#### AIM OF THE TASK
Output every line of the rows below, from the line that contains "Drop one point per instance of the road" through the last line, as a JSON list of strings with one string per line and no blank lines.
------
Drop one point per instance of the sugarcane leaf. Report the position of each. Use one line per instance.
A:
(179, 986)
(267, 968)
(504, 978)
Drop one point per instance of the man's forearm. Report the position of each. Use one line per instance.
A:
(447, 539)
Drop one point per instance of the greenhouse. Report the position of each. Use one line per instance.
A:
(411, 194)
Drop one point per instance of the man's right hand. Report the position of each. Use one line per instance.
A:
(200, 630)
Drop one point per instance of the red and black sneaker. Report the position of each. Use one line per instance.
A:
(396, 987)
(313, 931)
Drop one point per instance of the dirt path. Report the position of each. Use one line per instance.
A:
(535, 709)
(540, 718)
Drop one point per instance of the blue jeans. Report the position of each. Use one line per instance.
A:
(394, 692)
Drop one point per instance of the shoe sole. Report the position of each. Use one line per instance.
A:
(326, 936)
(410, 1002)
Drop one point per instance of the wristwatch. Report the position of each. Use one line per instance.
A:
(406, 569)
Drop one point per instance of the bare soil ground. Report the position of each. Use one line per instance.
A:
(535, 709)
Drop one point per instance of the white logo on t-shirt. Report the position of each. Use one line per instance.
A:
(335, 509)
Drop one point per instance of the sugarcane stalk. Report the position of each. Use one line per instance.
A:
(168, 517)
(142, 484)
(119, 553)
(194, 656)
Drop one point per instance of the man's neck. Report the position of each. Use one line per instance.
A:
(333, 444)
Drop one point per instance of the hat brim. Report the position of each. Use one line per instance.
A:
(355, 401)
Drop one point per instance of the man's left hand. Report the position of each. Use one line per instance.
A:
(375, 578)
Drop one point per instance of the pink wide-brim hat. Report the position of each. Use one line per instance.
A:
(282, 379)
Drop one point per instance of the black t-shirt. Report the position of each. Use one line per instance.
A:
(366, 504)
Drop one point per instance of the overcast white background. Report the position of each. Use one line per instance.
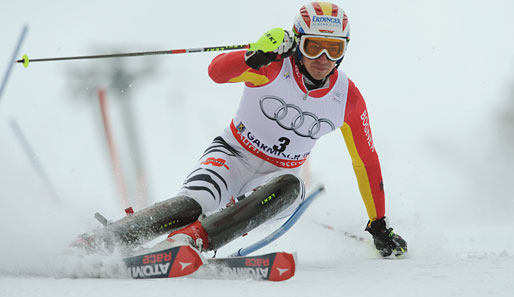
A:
(438, 79)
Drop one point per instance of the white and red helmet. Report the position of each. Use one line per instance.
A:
(322, 19)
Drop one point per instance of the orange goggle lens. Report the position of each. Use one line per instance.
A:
(314, 47)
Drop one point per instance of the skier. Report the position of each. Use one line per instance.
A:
(294, 94)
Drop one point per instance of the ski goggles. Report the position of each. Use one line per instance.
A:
(313, 47)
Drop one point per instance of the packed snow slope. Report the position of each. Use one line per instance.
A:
(438, 80)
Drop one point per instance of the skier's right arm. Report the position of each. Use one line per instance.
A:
(254, 67)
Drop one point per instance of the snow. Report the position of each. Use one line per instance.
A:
(437, 77)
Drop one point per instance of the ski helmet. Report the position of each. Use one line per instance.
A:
(322, 19)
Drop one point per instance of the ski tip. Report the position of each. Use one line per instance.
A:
(284, 267)
(25, 60)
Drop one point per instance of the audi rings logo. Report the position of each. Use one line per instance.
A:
(292, 117)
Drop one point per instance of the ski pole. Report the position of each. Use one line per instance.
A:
(25, 59)
(268, 42)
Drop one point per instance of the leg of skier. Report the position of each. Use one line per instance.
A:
(276, 198)
(217, 177)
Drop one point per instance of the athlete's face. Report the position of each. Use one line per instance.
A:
(318, 68)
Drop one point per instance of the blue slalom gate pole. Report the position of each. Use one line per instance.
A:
(12, 61)
(282, 229)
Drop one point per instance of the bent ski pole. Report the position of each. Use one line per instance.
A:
(268, 42)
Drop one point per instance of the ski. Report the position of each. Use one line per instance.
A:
(277, 266)
(173, 262)
(185, 260)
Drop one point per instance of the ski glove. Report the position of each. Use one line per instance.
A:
(385, 240)
(265, 51)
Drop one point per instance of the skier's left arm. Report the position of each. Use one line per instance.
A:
(359, 140)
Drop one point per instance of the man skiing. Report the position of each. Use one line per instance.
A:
(294, 94)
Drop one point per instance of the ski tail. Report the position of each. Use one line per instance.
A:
(173, 262)
(278, 266)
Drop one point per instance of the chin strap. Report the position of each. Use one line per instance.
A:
(311, 82)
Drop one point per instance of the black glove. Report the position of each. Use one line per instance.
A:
(386, 241)
(257, 59)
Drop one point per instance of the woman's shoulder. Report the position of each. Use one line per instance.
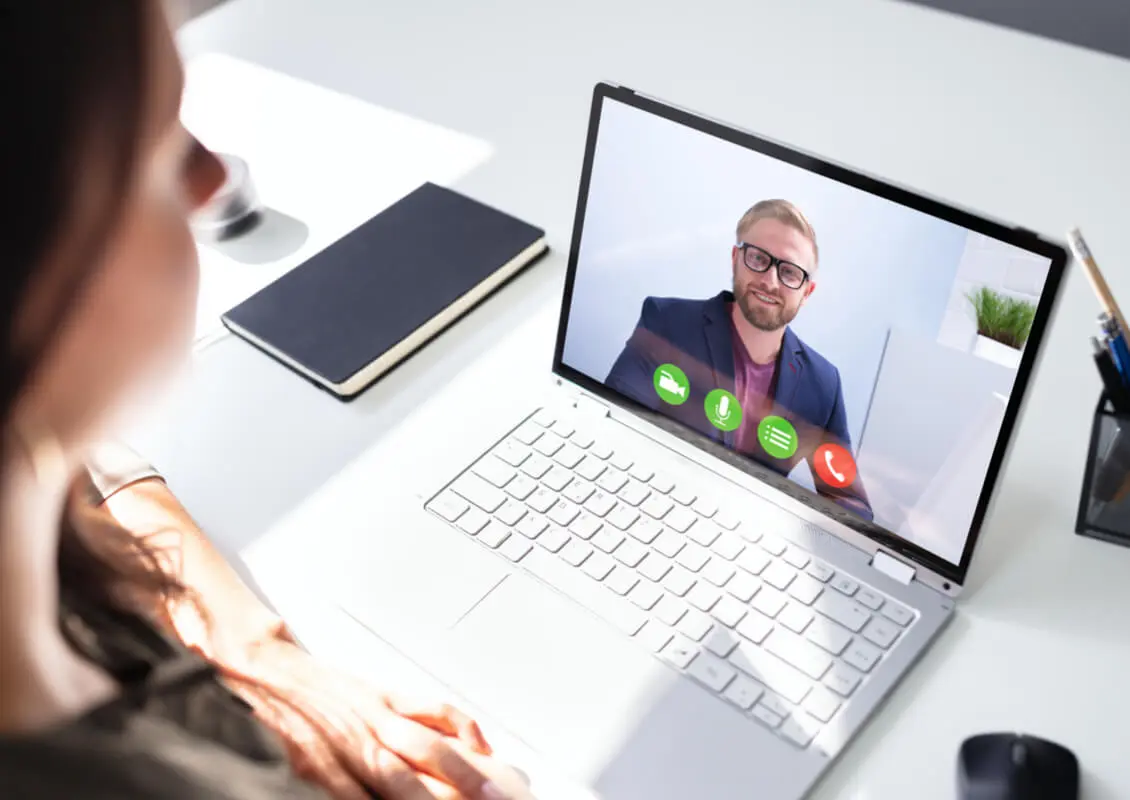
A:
(139, 756)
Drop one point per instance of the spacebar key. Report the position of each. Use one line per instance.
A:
(585, 591)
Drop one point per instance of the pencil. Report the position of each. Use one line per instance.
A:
(1097, 281)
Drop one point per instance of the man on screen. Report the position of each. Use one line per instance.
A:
(740, 342)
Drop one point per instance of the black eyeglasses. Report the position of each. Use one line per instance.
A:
(758, 260)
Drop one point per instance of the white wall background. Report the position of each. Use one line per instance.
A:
(662, 208)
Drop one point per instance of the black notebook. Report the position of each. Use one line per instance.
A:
(364, 304)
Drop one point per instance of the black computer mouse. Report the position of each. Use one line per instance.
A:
(1013, 766)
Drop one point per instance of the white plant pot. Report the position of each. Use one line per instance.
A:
(996, 351)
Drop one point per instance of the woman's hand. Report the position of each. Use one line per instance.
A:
(348, 738)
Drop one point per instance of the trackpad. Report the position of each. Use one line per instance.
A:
(570, 685)
(424, 580)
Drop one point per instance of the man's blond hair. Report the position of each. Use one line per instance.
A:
(783, 211)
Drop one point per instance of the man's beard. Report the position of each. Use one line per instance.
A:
(762, 316)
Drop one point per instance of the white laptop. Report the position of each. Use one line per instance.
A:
(781, 397)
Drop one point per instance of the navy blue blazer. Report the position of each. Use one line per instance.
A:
(696, 337)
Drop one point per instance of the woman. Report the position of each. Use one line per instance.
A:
(116, 680)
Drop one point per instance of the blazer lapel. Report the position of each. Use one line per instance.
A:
(720, 348)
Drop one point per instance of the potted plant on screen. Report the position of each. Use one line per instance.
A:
(1004, 324)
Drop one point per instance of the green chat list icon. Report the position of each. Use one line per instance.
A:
(778, 436)
(671, 384)
(722, 410)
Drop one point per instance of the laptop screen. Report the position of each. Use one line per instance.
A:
(858, 348)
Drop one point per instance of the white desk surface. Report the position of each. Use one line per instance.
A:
(493, 98)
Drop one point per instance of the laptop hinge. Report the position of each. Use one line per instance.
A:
(893, 567)
(591, 407)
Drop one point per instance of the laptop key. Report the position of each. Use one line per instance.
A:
(645, 594)
(531, 525)
(765, 716)
(471, 487)
(575, 551)
(494, 470)
(613, 480)
(599, 503)
(679, 652)
(879, 631)
(742, 692)
(861, 655)
(729, 611)
(528, 433)
(591, 468)
(579, 490)
(542, 500)
(897, 614)
(787, 680)
(607, 539)
(622, 581)
(728, 546)
(654, 636)
(493, 535)
(585, 525)
(536, 466)
(805, 589)
(568, 455)
(754, 562)
(703, 597)
(510, 513)
(796, 617)
(583, 590)
(515, 548)
(822, 704)
(623, 516)
(703, 532)
(742, 585)
(669, 544)
(869, 598)
(634, 493)
(828, 635)
(645, 530)
(641, 472)
(839, 608)
(695, 625)
(474, 521)
(449, 506)
(711, 672)
(820, 572)
(842, 679)
(678, 581)
(800, 653)
(548, 443)
(629, 553)
(705, 506)
(657, 506)
(553, 539)
(755, 627)
(779, 575)
(718, 571)
(680, 519)
(669, 610)
(563, 513)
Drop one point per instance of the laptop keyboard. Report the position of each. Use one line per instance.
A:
(757, 620)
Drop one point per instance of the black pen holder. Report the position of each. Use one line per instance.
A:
(1104, 504)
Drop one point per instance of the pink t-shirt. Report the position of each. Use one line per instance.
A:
(753, 385)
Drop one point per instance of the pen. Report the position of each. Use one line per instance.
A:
(1112, 380)
(1097, 281)
(1117, 344)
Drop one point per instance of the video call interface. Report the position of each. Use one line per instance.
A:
(862, 349)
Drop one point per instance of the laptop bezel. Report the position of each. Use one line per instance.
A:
(1019, 237)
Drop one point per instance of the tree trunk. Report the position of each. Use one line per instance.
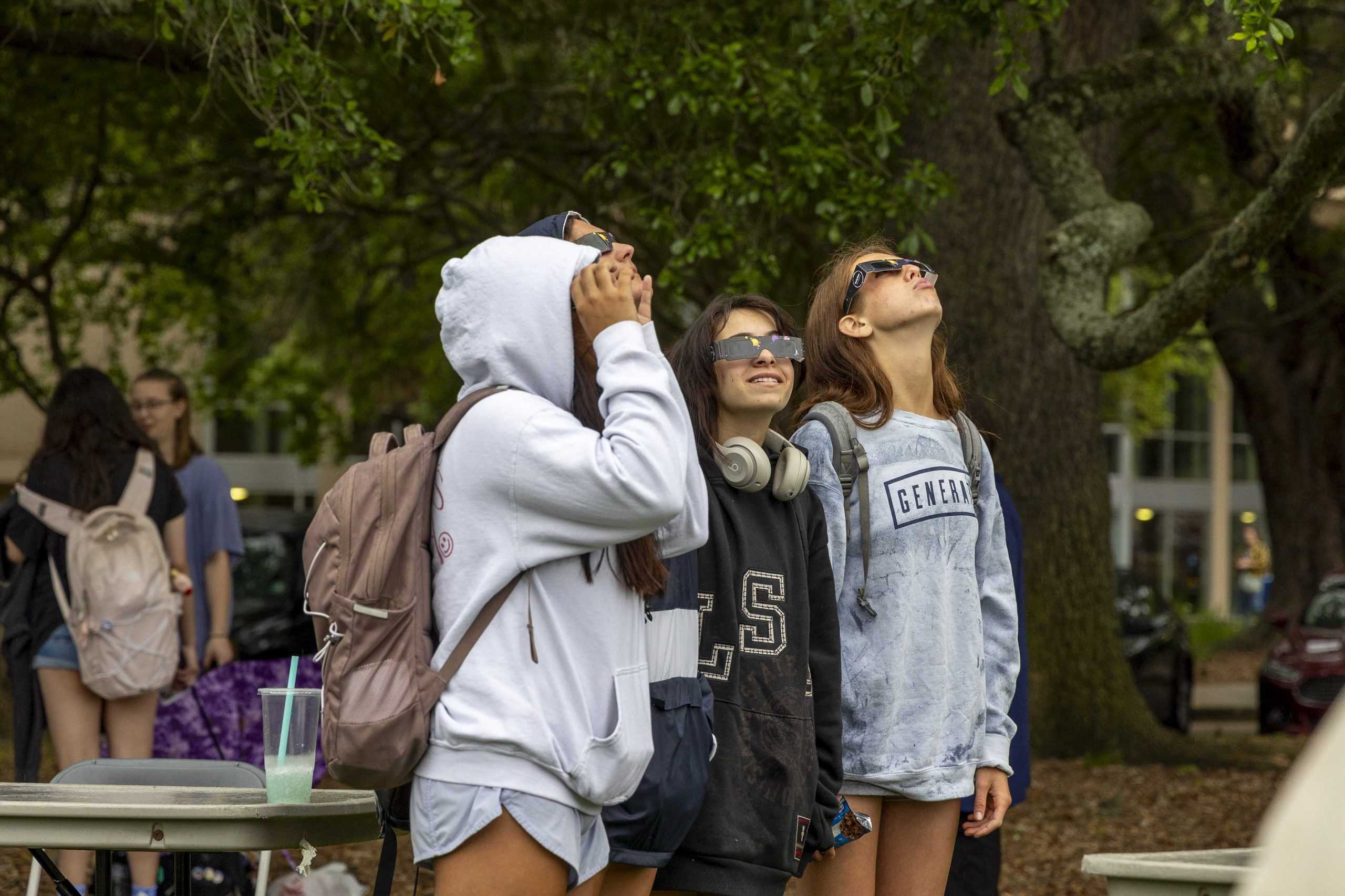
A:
(1289, 372)
(1027, 388)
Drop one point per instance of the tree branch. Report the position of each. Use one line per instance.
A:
(102, 45)
(1099, 233)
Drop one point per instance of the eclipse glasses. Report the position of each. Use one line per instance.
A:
(878, 267)
(750, 348)
(603, 241)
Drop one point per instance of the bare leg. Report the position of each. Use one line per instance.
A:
(592, 887)
(501, 860)
(73, 716)
(853, 870)
(628, 880)
(131, 735)
(915, 847)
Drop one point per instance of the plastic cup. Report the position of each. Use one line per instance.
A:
(289, 767)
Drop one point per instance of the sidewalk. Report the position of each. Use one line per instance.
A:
(1223, 710)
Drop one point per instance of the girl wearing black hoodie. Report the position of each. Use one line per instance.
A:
(769, 633)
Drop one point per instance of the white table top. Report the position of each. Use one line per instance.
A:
(179, 818)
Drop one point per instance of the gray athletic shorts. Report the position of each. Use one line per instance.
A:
(444, 816)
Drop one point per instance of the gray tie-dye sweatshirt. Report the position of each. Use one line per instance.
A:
(926, 684)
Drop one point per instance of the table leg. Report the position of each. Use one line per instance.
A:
(182, 873)
(64, 887)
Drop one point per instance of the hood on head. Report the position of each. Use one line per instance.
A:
(552, 225)
(505, 315)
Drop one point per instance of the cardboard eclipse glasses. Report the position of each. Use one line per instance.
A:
(750, 348)
(877, 267)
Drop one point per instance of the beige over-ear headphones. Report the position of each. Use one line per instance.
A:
(747, 466)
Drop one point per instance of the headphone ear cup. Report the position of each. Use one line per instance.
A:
(791, 474)
(744, 465)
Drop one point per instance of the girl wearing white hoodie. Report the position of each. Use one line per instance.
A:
(565, 478)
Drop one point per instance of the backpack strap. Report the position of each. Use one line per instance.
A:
(446, 427)
(57, 517)
(852, 466)
(140, 487)
(971, 447)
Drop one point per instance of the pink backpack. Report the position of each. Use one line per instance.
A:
(121, 609)
(368, 554)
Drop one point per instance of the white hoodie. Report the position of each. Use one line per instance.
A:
(527, 487)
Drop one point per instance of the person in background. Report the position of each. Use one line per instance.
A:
(162, 407)
(976, 860)
(1253, 569)
(85, 461)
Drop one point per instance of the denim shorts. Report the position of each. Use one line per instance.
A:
(58, 652)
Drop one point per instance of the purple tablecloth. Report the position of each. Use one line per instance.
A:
(220, 717)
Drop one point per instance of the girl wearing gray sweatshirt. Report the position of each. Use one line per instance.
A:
(928, 626)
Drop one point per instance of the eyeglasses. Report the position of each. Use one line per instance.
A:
(601, 240)
(877, 267)
(750, 348)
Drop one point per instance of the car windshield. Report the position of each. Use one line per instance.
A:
(1327, 610)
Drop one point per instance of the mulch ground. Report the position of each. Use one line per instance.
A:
(1231, 666)
(1072, 809)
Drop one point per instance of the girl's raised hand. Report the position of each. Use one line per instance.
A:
(601, 302)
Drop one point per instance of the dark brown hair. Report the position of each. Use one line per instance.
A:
(642, 568)
(690, 360)
(185, 446)
(89, 423)
(844, 369)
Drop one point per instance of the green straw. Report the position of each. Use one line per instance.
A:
(289, 707)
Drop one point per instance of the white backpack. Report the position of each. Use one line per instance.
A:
(121, 609)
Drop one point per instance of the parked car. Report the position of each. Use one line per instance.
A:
(1154, 640)
(270, 619)
(1305, 670)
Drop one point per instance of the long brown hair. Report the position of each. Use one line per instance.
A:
(690, 360)
(185, 446)
(844, 369)
(642, 568)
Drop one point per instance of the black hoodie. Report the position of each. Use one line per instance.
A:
(771, 648)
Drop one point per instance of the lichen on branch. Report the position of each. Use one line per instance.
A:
(1099, 233)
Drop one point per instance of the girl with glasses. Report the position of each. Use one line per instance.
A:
(928, 621)
(162, 407)
(769, 638)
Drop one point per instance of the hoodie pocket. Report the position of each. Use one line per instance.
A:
(611, 767)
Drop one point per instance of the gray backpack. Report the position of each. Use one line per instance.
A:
(121, 609)
(852, 466)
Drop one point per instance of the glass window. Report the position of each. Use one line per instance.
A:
(1149, 458)
(1113, 451)
(1191, 459)
(1146, 548)
(1188, 556)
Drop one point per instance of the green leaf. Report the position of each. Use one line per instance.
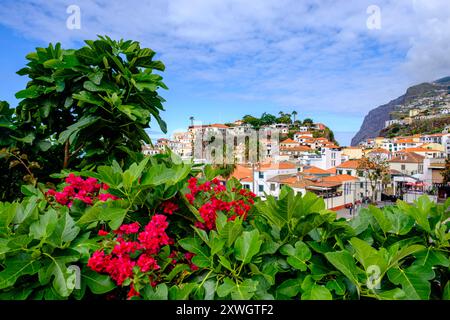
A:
(247, 246)
(289, 288)
(45, 226)
(244, 290)
(230, 230)
(160, 292)
(414, 281)
(17, 266)
(337, 285)
(394, 294)
(182, 291)
(446, 294)
(317, 292)
(72, 130)
(202, 256)
(298, 255)
(29, 93)
(381, 219)
(369, 256)
(343, 261)
(419, 213)
(65, 231)
(97, 283)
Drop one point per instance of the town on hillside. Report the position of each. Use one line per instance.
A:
(378, 169)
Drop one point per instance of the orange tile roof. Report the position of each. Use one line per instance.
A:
(350, 164)
(296, 148)
(218, 125)
(277, 166)
(315, 170)
(379, 150)
(408, 157)
(288, 141)
(339, 178)
(417, 149)
(242, 173)
(332, 170)
(405, 141)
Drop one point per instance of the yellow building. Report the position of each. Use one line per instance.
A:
(353, 152)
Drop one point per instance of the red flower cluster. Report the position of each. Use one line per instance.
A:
(169, 207)
(87, 191)
(131, 248)
(213, 198)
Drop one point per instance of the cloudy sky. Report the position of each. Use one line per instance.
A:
(228, 58)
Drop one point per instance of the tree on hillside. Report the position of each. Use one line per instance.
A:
(308, 122)
(294, 115)
(446, 172)
(376, 171)
(251, 120)
(87, 107)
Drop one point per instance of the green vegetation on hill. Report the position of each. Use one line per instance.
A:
(428, 126)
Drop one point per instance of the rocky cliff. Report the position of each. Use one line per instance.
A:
(374, 121)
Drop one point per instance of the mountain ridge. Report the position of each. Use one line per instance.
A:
(375, 119)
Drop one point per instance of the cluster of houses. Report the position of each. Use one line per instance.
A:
(421, 109)
(309, 164)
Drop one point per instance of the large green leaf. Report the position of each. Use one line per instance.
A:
(244, 290)
(298, 255)
(45, 226)
(98, 283)
(343, 261)
(247, 245)
(317, 292)
(17, 266)
(65, 231)
(369, 256)
(415, 281)
(160, 292)
(202, 256)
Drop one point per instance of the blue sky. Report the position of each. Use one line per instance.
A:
(228, 58)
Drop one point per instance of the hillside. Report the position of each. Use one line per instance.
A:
(424, 97)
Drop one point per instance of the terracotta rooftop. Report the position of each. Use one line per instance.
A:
(315, 170)
(277, 166)
(289, 140)
(408, 157)
(350, 164)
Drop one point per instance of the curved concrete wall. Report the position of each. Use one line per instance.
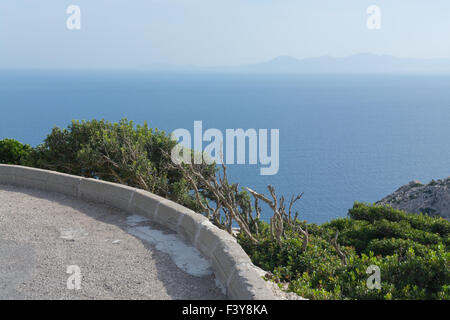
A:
(230, 263)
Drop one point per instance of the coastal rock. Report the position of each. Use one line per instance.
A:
(432, 198)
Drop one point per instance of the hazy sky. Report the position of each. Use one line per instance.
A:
(129, 33)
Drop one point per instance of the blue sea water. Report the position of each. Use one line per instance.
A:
(342, 137)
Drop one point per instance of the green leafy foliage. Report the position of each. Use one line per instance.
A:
(14, 152)
(134, 155)
(410, 250)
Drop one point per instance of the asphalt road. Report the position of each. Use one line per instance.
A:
(57, 247)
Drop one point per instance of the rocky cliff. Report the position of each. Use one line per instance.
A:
(432, 198)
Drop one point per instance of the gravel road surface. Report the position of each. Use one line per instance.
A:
(44, 235)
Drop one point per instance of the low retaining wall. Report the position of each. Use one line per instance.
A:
(230, 263)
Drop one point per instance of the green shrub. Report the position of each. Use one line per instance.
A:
(412, 257)
(134, 155)
(14, 152)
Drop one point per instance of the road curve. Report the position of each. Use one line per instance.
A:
(43, 235)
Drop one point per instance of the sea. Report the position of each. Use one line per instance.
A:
(342, 137)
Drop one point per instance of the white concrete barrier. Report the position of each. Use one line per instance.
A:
------
#### ANSWER IN FULL
[
  "Drop one point per instance of the road curve. Report the position of each. Use one line per instance.",
  "A:",
  "(43, 235)",
  "Drop one point per instance of the sea. Report the position of each. Use one line per instance.",
  "A:",
  "(342, 137)",
  "Drop one point per instance of the white concrete barrier. Report the position of each. Use one line per instance.",
  "A:"
]